*What you will do*. Repeat every line of the items below verbatim, changing nothing.
-- START Dataset entries --
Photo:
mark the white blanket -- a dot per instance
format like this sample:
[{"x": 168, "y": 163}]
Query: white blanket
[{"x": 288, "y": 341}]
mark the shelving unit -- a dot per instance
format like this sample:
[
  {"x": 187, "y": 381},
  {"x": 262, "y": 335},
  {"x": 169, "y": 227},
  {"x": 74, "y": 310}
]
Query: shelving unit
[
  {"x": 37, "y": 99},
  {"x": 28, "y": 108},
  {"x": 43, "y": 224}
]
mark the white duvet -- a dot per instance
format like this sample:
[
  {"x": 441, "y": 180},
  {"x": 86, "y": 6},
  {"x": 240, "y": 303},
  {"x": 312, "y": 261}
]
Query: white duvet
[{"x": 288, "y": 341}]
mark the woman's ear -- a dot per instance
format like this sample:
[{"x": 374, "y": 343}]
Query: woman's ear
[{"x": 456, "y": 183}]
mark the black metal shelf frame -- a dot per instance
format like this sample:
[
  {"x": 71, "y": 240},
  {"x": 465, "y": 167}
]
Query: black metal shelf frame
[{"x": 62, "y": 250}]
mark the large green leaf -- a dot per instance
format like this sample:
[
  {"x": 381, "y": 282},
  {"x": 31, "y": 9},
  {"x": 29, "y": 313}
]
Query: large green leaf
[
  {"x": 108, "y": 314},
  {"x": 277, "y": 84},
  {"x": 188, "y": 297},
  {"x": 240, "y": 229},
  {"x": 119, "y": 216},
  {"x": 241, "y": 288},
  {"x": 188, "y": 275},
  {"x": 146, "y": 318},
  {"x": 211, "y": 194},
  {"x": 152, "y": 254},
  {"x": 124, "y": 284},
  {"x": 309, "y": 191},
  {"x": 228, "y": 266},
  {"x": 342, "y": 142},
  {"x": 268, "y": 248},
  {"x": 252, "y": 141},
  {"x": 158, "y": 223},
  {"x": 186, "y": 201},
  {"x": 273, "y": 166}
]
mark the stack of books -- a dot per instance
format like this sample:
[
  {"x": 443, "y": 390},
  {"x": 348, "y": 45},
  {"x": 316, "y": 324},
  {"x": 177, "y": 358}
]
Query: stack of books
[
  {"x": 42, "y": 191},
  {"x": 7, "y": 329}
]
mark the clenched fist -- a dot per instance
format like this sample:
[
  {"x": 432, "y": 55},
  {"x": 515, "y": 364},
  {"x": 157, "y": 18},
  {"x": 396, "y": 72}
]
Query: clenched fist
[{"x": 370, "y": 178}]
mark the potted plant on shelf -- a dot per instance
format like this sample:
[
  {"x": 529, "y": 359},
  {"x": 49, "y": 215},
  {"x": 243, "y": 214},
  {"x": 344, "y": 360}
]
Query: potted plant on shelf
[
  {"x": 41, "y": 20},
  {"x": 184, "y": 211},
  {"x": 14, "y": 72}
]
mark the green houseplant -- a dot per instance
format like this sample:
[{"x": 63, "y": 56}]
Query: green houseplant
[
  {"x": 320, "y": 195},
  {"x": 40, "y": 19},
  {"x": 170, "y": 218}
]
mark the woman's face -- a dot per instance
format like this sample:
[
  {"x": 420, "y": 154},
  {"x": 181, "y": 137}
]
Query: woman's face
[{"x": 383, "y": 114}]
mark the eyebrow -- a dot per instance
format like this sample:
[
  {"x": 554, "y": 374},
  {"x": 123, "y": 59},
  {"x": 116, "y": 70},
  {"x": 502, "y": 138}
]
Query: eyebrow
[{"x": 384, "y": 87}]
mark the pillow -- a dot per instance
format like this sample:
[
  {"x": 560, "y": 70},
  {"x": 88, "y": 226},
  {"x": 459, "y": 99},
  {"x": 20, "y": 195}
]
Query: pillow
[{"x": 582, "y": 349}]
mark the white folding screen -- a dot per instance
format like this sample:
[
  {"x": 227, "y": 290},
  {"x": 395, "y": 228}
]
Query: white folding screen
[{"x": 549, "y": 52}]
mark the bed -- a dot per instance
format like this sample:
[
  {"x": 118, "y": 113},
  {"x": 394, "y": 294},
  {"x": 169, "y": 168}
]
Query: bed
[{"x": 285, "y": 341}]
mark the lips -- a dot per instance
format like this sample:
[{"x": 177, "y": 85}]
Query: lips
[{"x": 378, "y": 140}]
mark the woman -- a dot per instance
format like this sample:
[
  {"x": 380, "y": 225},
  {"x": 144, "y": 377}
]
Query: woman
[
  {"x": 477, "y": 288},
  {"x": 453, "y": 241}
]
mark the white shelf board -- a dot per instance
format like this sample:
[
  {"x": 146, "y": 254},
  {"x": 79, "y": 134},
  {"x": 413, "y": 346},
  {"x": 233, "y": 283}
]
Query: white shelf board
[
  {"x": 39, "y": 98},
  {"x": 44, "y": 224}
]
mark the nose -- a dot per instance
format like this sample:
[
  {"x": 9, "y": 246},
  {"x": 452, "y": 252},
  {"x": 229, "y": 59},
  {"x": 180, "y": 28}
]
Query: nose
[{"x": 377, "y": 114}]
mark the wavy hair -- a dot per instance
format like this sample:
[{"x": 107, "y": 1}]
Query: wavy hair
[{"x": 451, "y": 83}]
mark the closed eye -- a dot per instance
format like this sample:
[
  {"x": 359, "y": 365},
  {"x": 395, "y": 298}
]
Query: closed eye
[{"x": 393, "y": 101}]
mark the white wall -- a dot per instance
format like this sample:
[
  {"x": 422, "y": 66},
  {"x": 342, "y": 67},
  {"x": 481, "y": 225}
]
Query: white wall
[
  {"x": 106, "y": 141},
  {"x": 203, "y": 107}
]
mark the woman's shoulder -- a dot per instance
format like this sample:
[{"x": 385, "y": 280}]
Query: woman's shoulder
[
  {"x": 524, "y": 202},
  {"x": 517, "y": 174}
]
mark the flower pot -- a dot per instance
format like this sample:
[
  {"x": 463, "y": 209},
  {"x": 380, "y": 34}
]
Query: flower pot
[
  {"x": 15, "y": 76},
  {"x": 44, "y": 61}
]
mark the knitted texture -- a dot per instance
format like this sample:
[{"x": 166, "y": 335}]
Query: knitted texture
-- END Dataset entries --
*Output of the exercise*.
Photo:
mark the white blanket -- a dot per instance
format like this sample:
[{"x": 168, "y": 163}]
Query: white blanket
[{"x": 288, "y": 341}]
mark the shelving unit -- a dot per instance
format like this sample:
[
  {"x": 187, "y": 381},
  {"x": 262, "y": 335},
  {"x": 169, "y": 227},
  {"x": 74, "y": 310}
]
Query: shelving unit
[
  {"x": 37, "y": 99},
  {"x": 28, "y": 108},
  {"x": 43, "y": 224}
]
mark the white duvet -- a dot per instance
format like this sample:
[
  {"x": 441, "y": 180},
  {"x": 86, "y": 6},
  {"x": 240, "y": 303},
  {"x": 312, "y": 261}
]
Query: white duvet
[{"x": 288, "y": 341}]
mark the woman's ear -- a dot per instance
format like this sample:
[{"x": 374, "y": 343}]
Query: woman's ear
[{"x": 456, "y": 183}]
mark the black metal shelf frame -- a dot per instance
format like this sample:
[
  {"x": 71, "y": 240},
  {"x": 465, "y": 167}
]
Query: black metal shelf frame
[{"x": 62, "y": 250}]
mark the large green leaf -- a dot per instance
format like this sample:
[
  {"x": 381, "y": 282},
  {"x": 31, "y": 9},
  {"x": 29, "y": 313}
]
Query: large green leaf
[
  {"x": 108, "y": 314},
  {"x": 277, "y": 84},
  {"x": 188, "y": 297},
  {"x": 240, "y": 229},
  {"x": 119, "y": 216},
  {"x": 241, "y": 288},
  {"x": 188, "y": 275},
  {"x": 146, "y": 318},
  {"x": 211, "y": 194},
  {"x": 152, "y": 254},
  {"x": 124, "y": 284},
  {"x": 309, "y": 191},
  {"x": 228, "y": 266},
  {"x": 342, "y": 142},
  {"x": 268, "y": 248},
  {"x": 252, "y": 141},
  {"x": 158, "y": 223},
  {"x": 186, "y": 201},
  {"x": 273, "y": 166}
]
mark the stack of books -- a dot per instance
format like this sample:
[
  {"x": 443, "y": 390},
  {"x": 348, "y": 45},
  {"x": 316, "y": 324},
  {"x": 177, "y": 358}
]
Query: stack of books
[
  {"x": 42, "y": 191},
  {"x": 7, "y": 329}
]
mark the clenched fist -- a dot per instance
format like this sample:
[
  {"x": 432, "y": 55},
  {"x": 515, "y": 364},
  {"x": 157, "y": 18},
  {"x": 396, "y": 72}
]
Query: clenched fist
[{"x": 370, "y": 178}]
mark the potted plant on shelf -- a dot per instance
format like this sample:
[
  {"x": 529, "y": 359},
  {"x": 49, "y": 215},
  {"x": 243, "y": 214},
  {"x": 344, "y": 360}
]
Query: potted plant on shelf
[
  {"x": 41, "y": 20},
  {"x": 184, "y": 211},
  {"x": 14, "y": 72}
]
mark the green houseplant -- a dot per instance
format like this sample:
[{"x": 63, "y": 56}]
Query: green houseplant
[
  {"x": 320, "y": 195},
  {"x": 40, "y": 19},
  {"x": 170, "y": 218}
]
mark the woman's face -- a dot per instance
format like this sample:
[
  {"x": 420, "y": 154},
  {"x": 181, "y": 137}
]
Query: woman's face
[{"x": 383, "y": 114}]
mark the eyebrow -- a dot per instance
format like this sample:
[
  {"x": 554, "y": 374},
  {"x": 123, "y": 59},
  {"x": 116, "y": 70},
  {"x": 502, "y": 138}
]
Query: eyebrow
[{"x": 384, "y": 87}]
mark the pillow -- a dot per instance
format like this sample:
[
  {"x": 560, "y": 70},
  {"x": 88, "y": 226},
  {"x": 459, "y": 99},
  {"x": 20, "y": 195}
]
Query: pillow
[{"x": 582, "y": 349}]
mark the white folding screen -- a dot per instance
format like this sample:
[
  {"x": 227, "y": 290},
  {"x": 395, "y": 228}
]
Query: white folding screen
[{"x": 549, "y": 52}]
mark the bed -- a dot per instance
format like this sample:
[
  {"x": 118, "y": 113},
  {"x": 394, "y": 294},
  {"x": 169, "y": 168}
]
Query: bed
[{"x": 285, "y": 341}]
mark the lips -- a dot per instance
format like this sample:
[{"x": 177, "y": 85}]
Query: lips
[{"x": 378, "y": 140}]
mark the woman -- a dot per instance
format like this sample:
[
  {"x": 380, "y": 225},
  {"x": 144, "y": 377}
]
Query: woman
[
  {"x": 477, "y": 288},
  {"x": 453, "y": 241}
]
mark the white shelf board -- a dot per instance
format like this sample:
[
  {"x": 146, "y": 254},
  {"x": 79, "y": 134},
  {"x": 413, "y": 346},
  {"x": 233, "y": 283}
]
Query: white shelf board
[
  {"x": 39, "y": 98},
  {"x": 44, "y": 224}
]
mark the nose -- a dot per instance
format like this sample:
[
  {"x": 9, "y": 246},
  {"x": 452, "y": 252},
  {"x": 229, "y": 59},
  {"x": 180, "y": 28}
]
Query: nose
[{"x": 377, "y": 114}]
mark the wavy hair -- a dot per instance
format like this sample:
[{"x": 107, "y": 1}]
Query: wavy hair
[{"x": 451, "y": 83}]
mark the closed eye -- a dot per instance
format like this sample:
[
  {"x": 359, "y": 365},
  {"x": 395, "y": 298}
]
Query: closed eye
[{"x": 393, "y": 101}]
mark the white wall -- a dot per instance
format like this sample:
[
  {"x": 422, "y": 66},
  {"x": 342, "y": 67},
  {"x": 481, "y": 225}
]
Query: white wall
[
  {"x": 106, "y": 141},
  {"x": 203, "y": 107}
]
mark the woman's shoulder -- a dot per instance
format like this sample:
[{"x": 385, "y": 280}]
Query: woman's shoulder
[
  {"x": 524, "y": 202},
  {"x": 517, "y": 174}
]
mark the flower pot -- a dot per instance
format like this sample:
[
  {"x": 463, "y": 209},
  {"x": 380, "y": 34}
]
Query: flower pot
[
  {"x": 15, "y": 76},
  {"x": 44, "y": 61}
]
mark the knitted texture -- a dot per instance
format like this sample:
[{"x": 166, "y": 335}]
Query: knitted texture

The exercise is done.